▶ [TO DO] Rewrite the rows from the start through the line that contains "[0,186,331,329]", substituting "vessel" for every "boat" and leaving everything else unchanged.

▶ [DATASET CONTENT]
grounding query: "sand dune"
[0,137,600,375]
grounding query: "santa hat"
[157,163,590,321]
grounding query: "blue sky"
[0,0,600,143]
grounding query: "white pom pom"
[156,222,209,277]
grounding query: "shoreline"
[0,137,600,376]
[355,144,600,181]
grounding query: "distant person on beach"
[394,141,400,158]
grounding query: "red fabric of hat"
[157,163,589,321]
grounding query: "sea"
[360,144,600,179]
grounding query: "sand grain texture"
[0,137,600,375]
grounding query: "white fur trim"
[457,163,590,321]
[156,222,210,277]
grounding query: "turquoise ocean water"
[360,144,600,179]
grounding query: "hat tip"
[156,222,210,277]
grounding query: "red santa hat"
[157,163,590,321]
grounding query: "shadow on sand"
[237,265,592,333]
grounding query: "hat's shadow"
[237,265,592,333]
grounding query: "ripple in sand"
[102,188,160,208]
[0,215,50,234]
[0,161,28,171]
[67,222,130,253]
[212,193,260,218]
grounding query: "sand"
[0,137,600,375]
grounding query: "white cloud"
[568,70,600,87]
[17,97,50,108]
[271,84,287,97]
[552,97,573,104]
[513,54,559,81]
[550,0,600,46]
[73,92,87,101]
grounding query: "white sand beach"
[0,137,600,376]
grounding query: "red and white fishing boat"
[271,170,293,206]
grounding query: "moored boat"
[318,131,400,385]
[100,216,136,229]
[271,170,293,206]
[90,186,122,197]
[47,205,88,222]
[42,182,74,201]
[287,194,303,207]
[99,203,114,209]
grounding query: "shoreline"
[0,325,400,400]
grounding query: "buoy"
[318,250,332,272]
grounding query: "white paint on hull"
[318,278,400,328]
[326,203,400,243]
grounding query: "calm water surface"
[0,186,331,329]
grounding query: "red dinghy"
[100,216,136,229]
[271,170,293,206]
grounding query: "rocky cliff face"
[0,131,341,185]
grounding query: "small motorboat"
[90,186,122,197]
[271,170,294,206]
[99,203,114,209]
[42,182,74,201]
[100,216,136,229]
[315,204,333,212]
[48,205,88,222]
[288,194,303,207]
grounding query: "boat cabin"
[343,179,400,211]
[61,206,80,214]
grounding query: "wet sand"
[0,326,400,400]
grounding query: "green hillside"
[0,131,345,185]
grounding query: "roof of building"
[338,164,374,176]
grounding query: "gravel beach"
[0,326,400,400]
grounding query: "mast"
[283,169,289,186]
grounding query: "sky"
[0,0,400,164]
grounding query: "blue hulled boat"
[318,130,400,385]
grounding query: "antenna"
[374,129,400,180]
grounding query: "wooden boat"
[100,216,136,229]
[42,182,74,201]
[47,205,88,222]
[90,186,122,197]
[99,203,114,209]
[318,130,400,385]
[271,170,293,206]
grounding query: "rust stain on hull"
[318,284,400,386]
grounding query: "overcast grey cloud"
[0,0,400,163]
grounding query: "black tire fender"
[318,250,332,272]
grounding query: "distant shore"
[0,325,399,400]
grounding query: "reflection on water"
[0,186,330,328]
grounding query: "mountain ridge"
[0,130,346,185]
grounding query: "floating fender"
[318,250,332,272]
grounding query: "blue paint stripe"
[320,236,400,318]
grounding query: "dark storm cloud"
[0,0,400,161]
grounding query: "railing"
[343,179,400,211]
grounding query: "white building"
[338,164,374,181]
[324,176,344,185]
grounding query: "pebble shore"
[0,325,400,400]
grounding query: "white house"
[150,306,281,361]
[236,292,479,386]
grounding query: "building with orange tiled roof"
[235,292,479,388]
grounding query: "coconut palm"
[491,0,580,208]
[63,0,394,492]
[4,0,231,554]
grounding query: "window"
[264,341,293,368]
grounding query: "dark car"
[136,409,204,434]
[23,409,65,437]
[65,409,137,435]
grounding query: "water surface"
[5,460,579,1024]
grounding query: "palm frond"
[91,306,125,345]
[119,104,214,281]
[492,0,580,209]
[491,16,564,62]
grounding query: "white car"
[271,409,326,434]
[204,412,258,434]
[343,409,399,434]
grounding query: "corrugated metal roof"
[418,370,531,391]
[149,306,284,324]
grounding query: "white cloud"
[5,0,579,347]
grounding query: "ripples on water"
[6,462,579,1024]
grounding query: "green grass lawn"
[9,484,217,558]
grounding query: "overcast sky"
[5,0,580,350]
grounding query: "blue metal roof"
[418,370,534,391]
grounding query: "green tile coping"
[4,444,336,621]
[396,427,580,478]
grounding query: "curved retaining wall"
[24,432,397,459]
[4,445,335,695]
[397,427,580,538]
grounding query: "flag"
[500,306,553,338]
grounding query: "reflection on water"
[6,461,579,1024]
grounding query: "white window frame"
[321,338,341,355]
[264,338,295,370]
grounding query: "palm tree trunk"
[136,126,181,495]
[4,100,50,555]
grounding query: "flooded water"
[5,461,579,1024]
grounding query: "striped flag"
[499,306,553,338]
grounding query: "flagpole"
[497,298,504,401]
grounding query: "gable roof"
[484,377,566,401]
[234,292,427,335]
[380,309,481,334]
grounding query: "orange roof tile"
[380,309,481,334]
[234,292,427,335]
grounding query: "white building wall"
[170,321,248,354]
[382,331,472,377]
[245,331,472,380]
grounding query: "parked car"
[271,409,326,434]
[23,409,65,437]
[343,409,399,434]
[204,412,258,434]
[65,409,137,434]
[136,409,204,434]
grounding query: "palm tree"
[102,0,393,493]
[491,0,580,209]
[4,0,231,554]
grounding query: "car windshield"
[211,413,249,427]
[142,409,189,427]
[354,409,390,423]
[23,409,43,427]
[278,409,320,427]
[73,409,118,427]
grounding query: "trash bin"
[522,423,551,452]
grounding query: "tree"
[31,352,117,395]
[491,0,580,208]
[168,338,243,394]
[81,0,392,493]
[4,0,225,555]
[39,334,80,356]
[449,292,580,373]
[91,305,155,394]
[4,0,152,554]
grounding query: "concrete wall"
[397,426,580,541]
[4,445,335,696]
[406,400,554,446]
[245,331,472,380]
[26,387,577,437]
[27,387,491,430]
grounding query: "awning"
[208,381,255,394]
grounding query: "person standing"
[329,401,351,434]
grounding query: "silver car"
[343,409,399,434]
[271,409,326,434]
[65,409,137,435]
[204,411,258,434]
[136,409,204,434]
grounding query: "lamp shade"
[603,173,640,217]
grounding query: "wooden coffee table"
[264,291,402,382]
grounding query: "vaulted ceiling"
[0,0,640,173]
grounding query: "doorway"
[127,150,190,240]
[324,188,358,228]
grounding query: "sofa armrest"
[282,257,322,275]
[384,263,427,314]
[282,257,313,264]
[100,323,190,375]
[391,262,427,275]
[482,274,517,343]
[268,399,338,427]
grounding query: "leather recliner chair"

▶ [OUTPUT OF THE EXERCISE]
grounding query: "sand dune"
[0,137,600,375]
grounding query: "santa hat"
[157,163,590,321]
grounding query: "blue sky"
[0,0,600,143]
grounding query: "white pom pom"
[156,222,209,277]
grounding query: "shoreline"
[0,137,600,376]
[355,144,600,181]
grounding query: "distant person on beach"
[394,141,400,158]
grounding query: "red fabric of hat"
[157,163,589,321]
grounding query: "sea"
[360,144,600,179]
grounding query: "sand grain texture"
[0,137,600,375]
grounding query: "white fur trim"
[457,163,590,321]
[156,222,210,277]
grounding query: "turquoise ocean water"
[360,144,600,179]
grounding query: "hat tip"
[156,222,210,277]
grounding query: "red santa hat"
[157,163,590,321]
grounding query: "shadow on sand"
[237,265,592,333]
grounding query: "hat's shadow"
[237,265,592,333]
grounding query: "ripple in sand"
[102,188,160,208]
[0,215,50,234]
[0,161,28,171]
[67,222,130,253]
[212,193,260,218]
grounding query: "sand"
[0,137,600,375]
grounding query: "white cloud"
[568,70,600,87]
[17,97,50,108]
[271,84,287,97]
[552,97,573,104]
[513,54,559,81]
[550,0,600,46]
[73,92,87,101]
grounding query: "white sand beach"
[0,137,600,376]
grounding query: "red and white fishing vessel"
[271,170,293,206]
grounding query: "moored vessel"
[318,131,400,385]
[100,216,136,229]
[271,170,293,206]
[90,186,122,197]
[47,205,88,222]
[42,182,74,201]
[287,194,303,207]
[99,203,114,209]
grounding query: "shoreline"
[0,325,400,400]
grounding query: "buoy"
[318,250,332,272]
grounding query: "white paint on hull"
[318,278,400,328]
[326,203,400,243]
grounding query: "calm water surface"
[0,186,331,329]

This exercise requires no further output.